*Required task 1:*
According to the mailing-list post below, what is the correct IP address for reaktie3?
*Required task 2:*
Transcribe part of the mailing-list post below, beginning at the words "[ On Friday, September" and ending after the words "That's not good.".
*Required task 3:*
Render this sentence from the mailing-list post below into Spanish: "In particular, the IP address for reaktie3 is not correct."

*Selected text:*

· · · ·

OSEC

Neohapsis is currently accepting applications for employment. For more information, please visit our website www.neohapsis.com or email hr@neohapsis.com
 
Subject: Re: unknown_client_reject_code = 5xx?
From: Greg A. Woods (woodsweird.com)
Date: Fri Sep 01 2000 - 14:46:32 CDT


[ On Friday, September 1, 2000 at 19:19:12 (+0200), Brad Knowles wrote: ]
> Subject: Re: unknown_client_reject_code = 5xx?
>
> At 11:34 AM -0400 2000/9/1, Greg A. Woods wrote:
>
> > The database dump of the central nameserver should show the source
> > address (i.e. the nameserver from whence the bogus record was
> > retrieved).
>
> Nope, it just said "; cr=auth".

Oh. That's not good.

Hmm... seems you may have hosed yourself, at least with respect to
getting sufficient information for this kind of debugging....

You might not like to spend the resources, but I think turning on the
"host-statistics" option is the only way you can trace these things with
any degree of certainty. For the benefit of bystanders:

   host-statistics
           If yes, statistics are kept for every host that the the
           nameserver interacts with. The default is no. Note:
           turning on host-statistics can consume huge amounts of
           memory.

I think that's normally going to be 96 bytes per "neighbour".....

With that option turned on you will of course see exactly where your
currently cached data arrived from, eg. this from my cache:

$ORIGIN skynet.BE.
ns4 81354 IN A 195.238.1.36 ;NT=78 Cr=addtnl [193.74.208.139]
ns2 81354 IN A 195.238.1.34 ;NT=67 Cr=addtnl [193.74.208.139]
ns3 81354 IN A 195.238.1.35 ;NT=16 Cr=addtnl [193.74.208.139]
ns1 81354 IN A 195.238.1.33 ;NT=68 Cr=answer [193.74.208.139]

> The bogus information I have in the dump is:
>
>[[trimmed to the meat]]
>
> $ORIGIN REAKTIE.COM.
> reaktie3 14074 IN NS ns.xlserver.net. ;Cr=auth
> 14074 IN NS ns2.xlserver.net. ;Cr=auth
> 14074 IN A 216.71.62.112 ;Cr=auth
> ; 8713 IN MX ns.xlserver.net. hostmaster.xlserver.net. (
> ; 100021401 86400 7200 3600000 28800 );reaktie.com.;NODATA
> ;-$ ;Cr=auth

Hmmmm.... What's up with the "MX" on the SOA record there?!?!?!?!?
That's really bogus looking too!!!! I hope that's a transcription error
because it's not even possible if I read the code in db_dump.c
correctly....

> In particular, the IP address for reaktie3 is not correct. The
> correct IP address is 209.150.128.56.
>
> The reverse DNS for this zone is a little strange, and served by
> other machines. But when querying the authoritative nameservers, it
> all appears to check out. When running "doc -d reaktie.com", the
> only warnings I got were for three different unique SOAs for the .com
> zone, which is not surprising (considering how large it is, etc...).

· · · ·

*Given material:*
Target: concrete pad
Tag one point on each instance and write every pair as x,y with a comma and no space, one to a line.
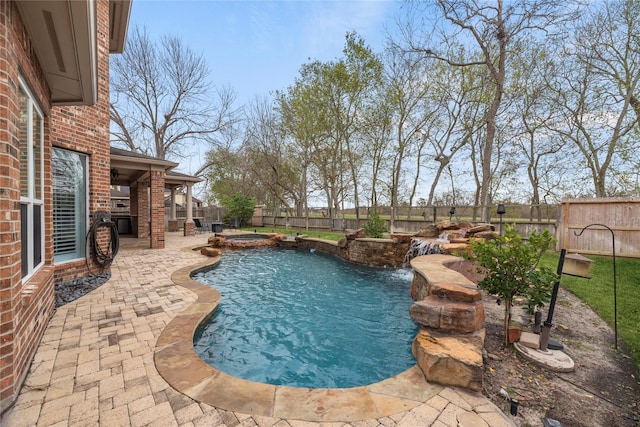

· · · ·

*Expected answer 1:*
209.150.128.56

*Expected answer 2:*
[ On Friday, September 1, 2000 at 19:19:12 (+0200), Brad Knowles wrote: ]
> Subject: Re: unknown_client_reject_code = 5xx?
>
> At 11:34 AM -0400 2000/9/1, Greg A. Woods wrote:
>
> > The database dump of the central nameserver should show the source
> > address (i.e. the nameserver from whence the bogus record was
> > retrieved).
>
> Nope, it just said "; cr=auth".

Oh. That's not good.

*Expected answer 3:*
En particular, la dirección IP de reaktie3 no es correcta.